Data supplied ▸
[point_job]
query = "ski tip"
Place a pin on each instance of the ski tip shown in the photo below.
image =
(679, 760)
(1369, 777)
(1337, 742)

Aim ▸ Reproduce the data above verbatim, line for line.

Expected output ▸
[point_job]
query = "ski tip"
Place a pin on each instance of the ski tip shown in the photo below.
image =
(679, 760)
(1369, 777)
(1337, 742)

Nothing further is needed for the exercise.